Entries on locating named things
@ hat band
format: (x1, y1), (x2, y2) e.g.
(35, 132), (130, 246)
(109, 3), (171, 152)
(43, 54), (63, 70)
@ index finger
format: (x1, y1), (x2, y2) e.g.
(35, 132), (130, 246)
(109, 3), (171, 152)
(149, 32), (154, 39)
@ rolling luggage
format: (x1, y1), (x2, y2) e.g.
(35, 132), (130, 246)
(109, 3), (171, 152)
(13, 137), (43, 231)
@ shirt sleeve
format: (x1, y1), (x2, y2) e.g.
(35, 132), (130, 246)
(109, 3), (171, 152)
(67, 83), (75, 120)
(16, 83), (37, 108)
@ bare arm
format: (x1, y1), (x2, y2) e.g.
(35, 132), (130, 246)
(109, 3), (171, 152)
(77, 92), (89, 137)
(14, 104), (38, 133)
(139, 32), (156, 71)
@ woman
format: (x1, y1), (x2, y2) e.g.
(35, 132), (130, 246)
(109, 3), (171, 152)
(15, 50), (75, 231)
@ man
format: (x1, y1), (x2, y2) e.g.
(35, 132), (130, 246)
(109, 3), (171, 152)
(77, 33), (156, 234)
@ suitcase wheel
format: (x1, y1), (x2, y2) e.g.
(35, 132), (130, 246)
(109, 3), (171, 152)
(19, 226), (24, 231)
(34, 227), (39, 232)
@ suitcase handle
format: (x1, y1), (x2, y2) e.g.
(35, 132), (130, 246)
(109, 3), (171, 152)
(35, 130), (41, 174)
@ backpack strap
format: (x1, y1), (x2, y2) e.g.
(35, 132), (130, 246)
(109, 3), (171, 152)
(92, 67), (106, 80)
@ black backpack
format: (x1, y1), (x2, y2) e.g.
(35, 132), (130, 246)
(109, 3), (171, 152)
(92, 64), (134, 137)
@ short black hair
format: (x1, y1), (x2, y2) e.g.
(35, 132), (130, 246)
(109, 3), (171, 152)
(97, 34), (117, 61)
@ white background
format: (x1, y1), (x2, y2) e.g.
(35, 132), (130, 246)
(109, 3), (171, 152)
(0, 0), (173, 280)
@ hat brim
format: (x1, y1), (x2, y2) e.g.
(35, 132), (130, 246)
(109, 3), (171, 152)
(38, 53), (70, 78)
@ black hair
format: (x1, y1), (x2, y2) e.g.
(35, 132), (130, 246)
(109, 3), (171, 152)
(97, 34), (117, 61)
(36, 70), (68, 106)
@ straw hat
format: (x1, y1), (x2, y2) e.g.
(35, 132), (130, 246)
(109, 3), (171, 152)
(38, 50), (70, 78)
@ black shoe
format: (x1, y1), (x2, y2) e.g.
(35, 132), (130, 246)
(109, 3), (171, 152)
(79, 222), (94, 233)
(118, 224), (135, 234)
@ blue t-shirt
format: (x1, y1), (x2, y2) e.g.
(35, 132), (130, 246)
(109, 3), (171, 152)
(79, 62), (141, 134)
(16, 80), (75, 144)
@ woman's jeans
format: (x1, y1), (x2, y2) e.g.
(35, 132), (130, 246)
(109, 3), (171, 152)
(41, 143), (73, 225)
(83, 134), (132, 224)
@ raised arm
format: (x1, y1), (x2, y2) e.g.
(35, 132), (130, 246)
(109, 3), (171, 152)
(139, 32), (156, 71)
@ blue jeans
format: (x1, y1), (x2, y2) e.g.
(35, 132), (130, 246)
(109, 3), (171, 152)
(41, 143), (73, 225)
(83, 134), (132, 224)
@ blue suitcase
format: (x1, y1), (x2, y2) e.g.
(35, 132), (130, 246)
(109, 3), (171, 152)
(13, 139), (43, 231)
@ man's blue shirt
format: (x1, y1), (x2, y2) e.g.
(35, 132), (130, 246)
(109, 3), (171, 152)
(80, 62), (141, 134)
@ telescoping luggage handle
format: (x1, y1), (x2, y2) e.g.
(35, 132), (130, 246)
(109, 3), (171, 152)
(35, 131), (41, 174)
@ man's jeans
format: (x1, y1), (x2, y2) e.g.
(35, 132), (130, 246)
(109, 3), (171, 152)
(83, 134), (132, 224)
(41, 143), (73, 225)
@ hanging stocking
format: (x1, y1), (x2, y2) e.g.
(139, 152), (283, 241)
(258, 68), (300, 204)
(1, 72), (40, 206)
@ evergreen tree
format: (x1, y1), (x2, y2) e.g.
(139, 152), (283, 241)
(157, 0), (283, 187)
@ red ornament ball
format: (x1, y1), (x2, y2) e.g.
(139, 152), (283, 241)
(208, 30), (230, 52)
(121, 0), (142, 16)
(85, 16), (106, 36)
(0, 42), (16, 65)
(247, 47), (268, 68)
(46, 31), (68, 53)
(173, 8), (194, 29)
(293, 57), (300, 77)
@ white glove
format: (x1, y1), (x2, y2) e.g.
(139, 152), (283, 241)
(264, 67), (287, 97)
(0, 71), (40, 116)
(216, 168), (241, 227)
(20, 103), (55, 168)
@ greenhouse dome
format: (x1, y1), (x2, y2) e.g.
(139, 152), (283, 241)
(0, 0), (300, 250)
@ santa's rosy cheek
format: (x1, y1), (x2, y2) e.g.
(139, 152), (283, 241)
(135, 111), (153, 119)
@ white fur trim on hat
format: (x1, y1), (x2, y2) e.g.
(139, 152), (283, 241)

- [EXERCISE AIM]:
Please rescale the items starting at the first one and ending at the line that contains "(16, 83), (37, 108)", both included, and write all of those lines again with their requests. Multiply every coordinate in the answers (not in the requests or their format samples) by 0.4, rounding to whole numbers with halves going up.

- [THE RESPONSE]:
@ hat band
format: (x1, y1), (x2, y2) e.g.
(35, 132), (130, 246)
(109, 3), (171, 152)
(17, 22), (25, 28)
@ index finger
format: (x1, y1), (x2, y2) e.g.
(35, 132), (130, 246)
(109, 3), (171, 152)
(60, 13), (62, 16)
@ rolling luggage
format: (x1, y1), (x2, y2) e.g.
(35, 132), (130, 246)
(109, 3), (171, 152)
(5, 55), (17, 92)
@ shirt sleeve
format: (x1, y1), (x2, y2) e.g.
(35, 132), (130, 246)
(109, 3), (171, 152)
(27, 33), (30, 48)
(6, 33), (15, 43)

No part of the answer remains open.